start INFORMATION GIVEN

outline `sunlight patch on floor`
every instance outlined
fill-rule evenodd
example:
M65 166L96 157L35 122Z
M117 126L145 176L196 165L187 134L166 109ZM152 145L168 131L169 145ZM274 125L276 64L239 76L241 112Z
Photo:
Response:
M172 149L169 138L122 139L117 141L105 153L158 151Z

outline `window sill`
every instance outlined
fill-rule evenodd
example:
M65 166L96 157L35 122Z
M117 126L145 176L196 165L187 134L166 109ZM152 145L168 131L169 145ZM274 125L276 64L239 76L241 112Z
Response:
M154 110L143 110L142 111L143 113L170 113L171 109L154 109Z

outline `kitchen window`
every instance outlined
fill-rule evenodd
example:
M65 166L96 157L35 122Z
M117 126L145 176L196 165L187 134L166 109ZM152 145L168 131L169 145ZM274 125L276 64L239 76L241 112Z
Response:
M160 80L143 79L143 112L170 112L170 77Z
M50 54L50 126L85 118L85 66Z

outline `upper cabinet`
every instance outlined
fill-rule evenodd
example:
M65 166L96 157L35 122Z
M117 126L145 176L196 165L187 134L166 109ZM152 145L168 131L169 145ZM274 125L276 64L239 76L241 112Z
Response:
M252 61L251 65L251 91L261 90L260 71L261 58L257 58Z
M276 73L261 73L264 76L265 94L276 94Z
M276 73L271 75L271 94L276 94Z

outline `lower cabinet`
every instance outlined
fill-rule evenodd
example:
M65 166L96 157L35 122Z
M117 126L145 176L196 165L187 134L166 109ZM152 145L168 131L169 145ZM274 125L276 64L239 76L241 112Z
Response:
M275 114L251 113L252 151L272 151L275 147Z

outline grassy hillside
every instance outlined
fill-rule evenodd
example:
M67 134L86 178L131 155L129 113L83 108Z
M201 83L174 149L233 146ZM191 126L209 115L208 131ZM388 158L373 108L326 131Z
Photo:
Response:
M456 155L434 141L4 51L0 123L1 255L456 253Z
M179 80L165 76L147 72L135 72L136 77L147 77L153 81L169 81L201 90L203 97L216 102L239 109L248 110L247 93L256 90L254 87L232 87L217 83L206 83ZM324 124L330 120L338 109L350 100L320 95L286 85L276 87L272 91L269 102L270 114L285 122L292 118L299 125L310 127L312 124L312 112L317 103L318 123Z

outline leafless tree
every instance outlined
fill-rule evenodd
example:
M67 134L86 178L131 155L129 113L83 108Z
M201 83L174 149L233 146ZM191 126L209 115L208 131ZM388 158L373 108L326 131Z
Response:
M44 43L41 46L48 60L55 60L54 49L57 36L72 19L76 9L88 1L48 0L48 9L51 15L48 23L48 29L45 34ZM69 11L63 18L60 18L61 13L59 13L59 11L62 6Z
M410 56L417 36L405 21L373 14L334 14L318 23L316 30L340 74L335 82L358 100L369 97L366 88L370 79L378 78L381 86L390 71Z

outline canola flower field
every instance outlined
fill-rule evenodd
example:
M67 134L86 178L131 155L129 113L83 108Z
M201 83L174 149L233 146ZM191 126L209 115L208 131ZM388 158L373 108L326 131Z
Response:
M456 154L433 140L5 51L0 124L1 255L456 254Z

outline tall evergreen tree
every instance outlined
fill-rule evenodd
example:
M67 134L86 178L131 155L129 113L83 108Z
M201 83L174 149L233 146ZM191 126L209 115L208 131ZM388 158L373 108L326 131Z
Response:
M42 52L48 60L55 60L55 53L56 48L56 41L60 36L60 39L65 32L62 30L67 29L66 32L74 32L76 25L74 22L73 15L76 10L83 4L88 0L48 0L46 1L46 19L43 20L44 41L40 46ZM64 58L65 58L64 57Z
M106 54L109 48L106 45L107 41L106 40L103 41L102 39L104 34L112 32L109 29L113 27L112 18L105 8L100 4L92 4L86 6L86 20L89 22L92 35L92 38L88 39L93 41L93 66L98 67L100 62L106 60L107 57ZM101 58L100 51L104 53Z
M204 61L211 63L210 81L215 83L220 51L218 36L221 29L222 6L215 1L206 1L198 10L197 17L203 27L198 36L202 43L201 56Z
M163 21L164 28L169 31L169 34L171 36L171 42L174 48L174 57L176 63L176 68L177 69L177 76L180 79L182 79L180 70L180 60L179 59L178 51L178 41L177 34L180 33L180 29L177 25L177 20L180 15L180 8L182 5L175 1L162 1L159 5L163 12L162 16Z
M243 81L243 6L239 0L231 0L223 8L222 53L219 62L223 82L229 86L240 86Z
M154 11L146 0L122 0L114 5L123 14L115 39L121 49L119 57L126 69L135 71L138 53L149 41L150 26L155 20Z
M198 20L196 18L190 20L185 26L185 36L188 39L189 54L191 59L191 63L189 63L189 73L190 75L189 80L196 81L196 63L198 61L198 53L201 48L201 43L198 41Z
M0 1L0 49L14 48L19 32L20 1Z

end INFORMATION GIVEN

• _YOUR OBJECTIVE_: Reproduce every one of the lines above word for word, changing nothing.

• _ANSWER IN FULL_:
outline `sunlight patch on floor`
every instance outlined
fill-rule evenodd
example:
M65 166L96 157L35 122Z
M117 126L145 176L196 165L187 134L166 109ZM152 145L168 131L169 145ZM274 125L276 64L239 76L241 112Z
Photo:
Response:
M172 149L169 138L122 139L117 141L105 153L158 151Z

outline `window sill`
every instance outlined
fill-rule evenodd
example:
M65 166L96 157L35 122Z
M117 126L145 176L196 165L187 134L166 109ZM152 145L168 131L169 145ZM274 125L276 64L239 76L241 112Z
Response:
M154 110L143 110L142 111L143 113L170 113L171 109L154 109Z

outline `kitchen window`
every instance outlined
fill-rule evenodd
example:
M65 166L96 157L35 122Z
M117 126L145 176L196 165L187 134L166 109ZM152 145L168 131L169 145ZM274 125L276 64L239 76L241 112Z
Response:
M160 80L143 79L143 112L170 112L170 77Z
M50 54L50 126L85 118L85 66Z

outline `upper cabinet`
every instance outlined
fill-rule evenodd
example:
M65 166L96 157L35 122Z
M117 126L145 176L196 165L187 134L166 109ZM152 145L168 131L169 145ZM274 125L276 64L239 76L241 112Z
Response:
M252 61L251 65L251 91L261 90L260 71L261 58L257 58Z
M276 73L261 73L264 76L265 94L276 94Z
M276 73L271 75L271 94L276 94Z

outline `lower cabinet`
every instance outlined
fill-rule evenodd
example:
M65 166L96 157L35 122Z
M117 126L145 176L196 165L187 134L166 109ZM152 145L168 131L169 145ZM274 125L276 64L239 76L241 112Z
Response:
M275 114L251 113L252 151L272 151L275 147Z

outline grassy hillside
every instance outlined
fill-rule evenodd
example:
M67 134L86 178L131 155L129 113L83 108Z
M201 83L174 149L233 146ZM191 126L209 115L208 131ZM388 158L373 108L326 131Z
Photo:
Response:
M456 155L434 141L4 51L0 123L1 255L456 253Z
M179 80L165 76L147 72L135 72L136 77L147 77L153 81L169 81L201 90L203 97L216 102L239 109L248 110L247 93L256 90L254 87L232 87L217 83L206 83ZM324 124L330 120L338 109L350 100L320 95L286 85L276 87L272 91L269 102L270 114L285 122L292 118L299 125L310 127L312 124L312 112L317 103L318 123Z

outline leafless tree
every instance outlined
fill-rule evenodd
example:
M67 134L86 178L131 155L129 113L83 108Z
M201 83L174 149L233 146ZM191 126L209 115L208 131ZM388 158L373 108L326 131Z
Response:
M44 43L41 46L48 60L55 60L54 49L57 36L72 19L76 9L88 1L48 0L48 9L51 15L48 23L48 29L45 34ZM69 11L63 18L60 18L61 13L59 13L59 11L62 6Z
M410 56L417 36L405 21L373 14L334 14L318 23L316 30L340 74L335 82L358 100L369 97L366 88L370 79L378 78L381 86L390 71Z

outline canola flower field
every instance outlined
fill-rule evenodd
example:
M67 134L86 178L131 155L129 113L83 108Z
M201 83L174 149L233 146ZM191 126L209 115L208 131ZM388 158L373 108L326 131Z
Response:
M456 154L433 140L5 51L0 124L1 255L456 254Z

outline tall evergreen tree
every instance outlined
fill-rule evenodd
example:
M67 134L86 178L131 155L129 113L83 108Z
M201 83L174 149L233 146ZM191 126L209 115L208 131ZM388 158L373 108L326 131Z
Response:
M42 52L48 60L55 60L55 53L56 48L56 41L60 36L60 39L65 32L62 30L67 29L66 32L74 32L76 25L74 22L73 15L76 10L83 4L88 0L48 0L46 1L46 19L43 20L44 41L40 46ZM64 58L65 58L64 57Z
M106 54L109 48L106 45L107 41L106 40L103 41L102 39L104 34L112 32L109 29L113 27L112 18L105 8L100 4L92 4L86 6L86 20L89 22L92 35L92 38L88 39L93 41L93 66L98 67L100 62L106 60L107 57ZM101 58L100 51L104 53Z
M204 61L211 63L210 81L215 83L220 51L218 36L221 29L222 6L215 1L206 1L198 10L197 17L203 27L198 36L202 43L201 56Z
M163 21L164 28L169 31L169 34L171 36L171 42L174 48L174 57L176 63L176 68L177 69L177 76L180 79L182 79L180 70L180 60L179 59L178 51L178 41L177 34L180 33L180 29L177 25L177 20L180 15L180 8L182 5L175 1L162 1L159 5L163 12L162 16Z
M243 81L243 6L239 0L231 0L223 8L222 53L219 62L223 82L229 86L240 86Z
M154 11L146 0L122 0L114 5L123 14L115 39L121 49L119 57L126 69L135 71L138 53L149 41L150 26L155 20Z
M198 20L196 18L190 20L185 26L185 36L188 39L189 54L191 59L191 63L189 63L189 73L190 75L189 80L196 81L196 63L198 61L198 53L201 48L201 43L198 41Z
M0 1L0 49L14 48L19 32L20 1Z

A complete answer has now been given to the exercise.